▶ Exercise directions:
Write out the part of the listing below as a JSON list of strings, one string per line with blank lines omitted, starting with the line that contains "If you could tag the wood paneled" and going on through the line that contains "<point>379,198</point>". Include only those lines.

▶ Supplied records:
• • • •

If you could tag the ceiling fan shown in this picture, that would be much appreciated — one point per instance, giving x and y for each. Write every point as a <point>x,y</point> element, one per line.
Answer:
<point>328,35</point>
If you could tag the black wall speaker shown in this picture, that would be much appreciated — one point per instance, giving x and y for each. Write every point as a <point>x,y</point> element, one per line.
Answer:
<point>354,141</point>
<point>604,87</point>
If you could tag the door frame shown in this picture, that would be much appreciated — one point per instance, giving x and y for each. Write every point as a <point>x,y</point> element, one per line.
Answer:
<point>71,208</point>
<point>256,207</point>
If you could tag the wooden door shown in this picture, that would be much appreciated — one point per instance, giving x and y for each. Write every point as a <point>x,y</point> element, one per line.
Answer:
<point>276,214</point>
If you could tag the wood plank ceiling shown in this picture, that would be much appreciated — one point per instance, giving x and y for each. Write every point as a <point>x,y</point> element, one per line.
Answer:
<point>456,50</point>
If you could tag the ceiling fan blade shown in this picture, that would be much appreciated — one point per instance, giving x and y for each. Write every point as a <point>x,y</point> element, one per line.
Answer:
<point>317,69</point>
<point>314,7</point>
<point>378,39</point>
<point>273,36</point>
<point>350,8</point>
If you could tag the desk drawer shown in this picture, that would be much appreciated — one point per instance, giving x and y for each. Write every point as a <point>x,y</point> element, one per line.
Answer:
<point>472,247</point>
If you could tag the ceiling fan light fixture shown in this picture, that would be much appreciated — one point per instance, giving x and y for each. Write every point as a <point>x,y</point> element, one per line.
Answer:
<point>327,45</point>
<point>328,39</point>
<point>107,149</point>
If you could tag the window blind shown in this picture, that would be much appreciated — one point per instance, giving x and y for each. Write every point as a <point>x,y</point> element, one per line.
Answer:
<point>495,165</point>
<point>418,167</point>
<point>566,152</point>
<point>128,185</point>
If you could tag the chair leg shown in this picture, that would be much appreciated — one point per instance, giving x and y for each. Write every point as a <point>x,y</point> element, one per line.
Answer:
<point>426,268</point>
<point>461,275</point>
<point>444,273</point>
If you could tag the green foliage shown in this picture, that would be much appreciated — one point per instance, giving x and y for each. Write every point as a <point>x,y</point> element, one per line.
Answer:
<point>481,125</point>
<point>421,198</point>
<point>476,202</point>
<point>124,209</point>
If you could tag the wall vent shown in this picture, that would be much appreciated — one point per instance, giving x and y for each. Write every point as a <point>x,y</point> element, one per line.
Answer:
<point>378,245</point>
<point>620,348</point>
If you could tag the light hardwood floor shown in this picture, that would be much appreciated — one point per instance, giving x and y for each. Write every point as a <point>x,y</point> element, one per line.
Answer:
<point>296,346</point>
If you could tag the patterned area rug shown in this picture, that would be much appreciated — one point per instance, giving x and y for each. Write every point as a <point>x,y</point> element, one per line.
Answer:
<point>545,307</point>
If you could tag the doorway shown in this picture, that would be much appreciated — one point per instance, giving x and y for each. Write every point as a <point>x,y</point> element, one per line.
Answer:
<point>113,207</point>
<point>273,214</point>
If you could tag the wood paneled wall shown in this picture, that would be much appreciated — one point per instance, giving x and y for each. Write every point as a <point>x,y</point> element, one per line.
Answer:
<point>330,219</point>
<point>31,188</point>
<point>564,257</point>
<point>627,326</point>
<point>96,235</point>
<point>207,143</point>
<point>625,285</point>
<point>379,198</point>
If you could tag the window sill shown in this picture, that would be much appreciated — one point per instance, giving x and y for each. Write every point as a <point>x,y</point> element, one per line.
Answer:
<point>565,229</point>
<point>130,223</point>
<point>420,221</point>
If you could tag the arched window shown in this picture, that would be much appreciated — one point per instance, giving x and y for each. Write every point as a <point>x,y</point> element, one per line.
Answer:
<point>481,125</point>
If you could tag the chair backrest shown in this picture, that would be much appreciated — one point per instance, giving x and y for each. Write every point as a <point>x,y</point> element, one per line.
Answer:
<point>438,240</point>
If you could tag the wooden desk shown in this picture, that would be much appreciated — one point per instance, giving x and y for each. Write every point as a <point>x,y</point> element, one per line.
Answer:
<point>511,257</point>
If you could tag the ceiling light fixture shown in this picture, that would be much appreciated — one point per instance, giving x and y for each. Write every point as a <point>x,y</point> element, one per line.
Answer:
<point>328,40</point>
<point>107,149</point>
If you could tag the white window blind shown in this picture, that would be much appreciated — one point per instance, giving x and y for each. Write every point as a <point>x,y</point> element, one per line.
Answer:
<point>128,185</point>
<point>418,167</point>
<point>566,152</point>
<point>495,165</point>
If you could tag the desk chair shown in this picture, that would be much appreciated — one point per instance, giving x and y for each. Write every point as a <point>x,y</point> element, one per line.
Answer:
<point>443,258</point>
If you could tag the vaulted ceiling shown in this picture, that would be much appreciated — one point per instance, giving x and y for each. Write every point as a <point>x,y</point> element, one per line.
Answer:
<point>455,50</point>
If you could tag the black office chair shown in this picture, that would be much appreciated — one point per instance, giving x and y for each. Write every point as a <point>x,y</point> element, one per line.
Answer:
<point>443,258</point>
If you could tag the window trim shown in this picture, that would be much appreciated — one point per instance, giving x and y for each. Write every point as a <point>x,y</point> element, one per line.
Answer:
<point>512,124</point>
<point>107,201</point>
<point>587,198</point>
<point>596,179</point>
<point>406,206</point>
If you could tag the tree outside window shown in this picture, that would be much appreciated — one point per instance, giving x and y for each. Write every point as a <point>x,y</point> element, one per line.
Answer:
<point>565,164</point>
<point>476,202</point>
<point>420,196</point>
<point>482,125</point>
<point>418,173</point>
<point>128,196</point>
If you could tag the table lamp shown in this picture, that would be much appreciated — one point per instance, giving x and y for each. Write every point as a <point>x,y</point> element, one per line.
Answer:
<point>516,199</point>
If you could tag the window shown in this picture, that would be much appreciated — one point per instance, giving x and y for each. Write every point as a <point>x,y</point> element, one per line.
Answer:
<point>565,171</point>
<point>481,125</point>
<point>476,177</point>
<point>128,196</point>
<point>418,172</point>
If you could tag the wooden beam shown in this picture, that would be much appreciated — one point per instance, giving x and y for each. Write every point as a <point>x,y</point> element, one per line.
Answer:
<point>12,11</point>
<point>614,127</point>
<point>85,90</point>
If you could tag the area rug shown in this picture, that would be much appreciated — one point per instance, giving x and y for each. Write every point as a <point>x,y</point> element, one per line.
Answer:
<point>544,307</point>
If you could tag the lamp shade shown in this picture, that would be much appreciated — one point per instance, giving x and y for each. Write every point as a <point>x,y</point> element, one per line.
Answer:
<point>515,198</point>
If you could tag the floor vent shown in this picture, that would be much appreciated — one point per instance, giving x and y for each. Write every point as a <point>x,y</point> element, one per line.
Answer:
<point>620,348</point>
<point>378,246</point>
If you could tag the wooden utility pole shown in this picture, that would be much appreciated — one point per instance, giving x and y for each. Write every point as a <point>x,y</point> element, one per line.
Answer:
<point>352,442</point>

• • • •

▶ Problem solution:
[
  "If you could tag the wood paneled wall shown in this picture, that would be much appreciated — one point per instance, giving x and y for each. Write every point as a <point>x,y</point> element, one per line.",
  "Answer:",
  "<point>330,219</point>",
  "<point>31,188</point>",
  "<point>564,257</point>",
  "<point>627,326</point>",
  "<point>96,235</point>",
  "<point>207,143</point>",
  "<point>625,285</point>",
  "<point>379,198</point>"
]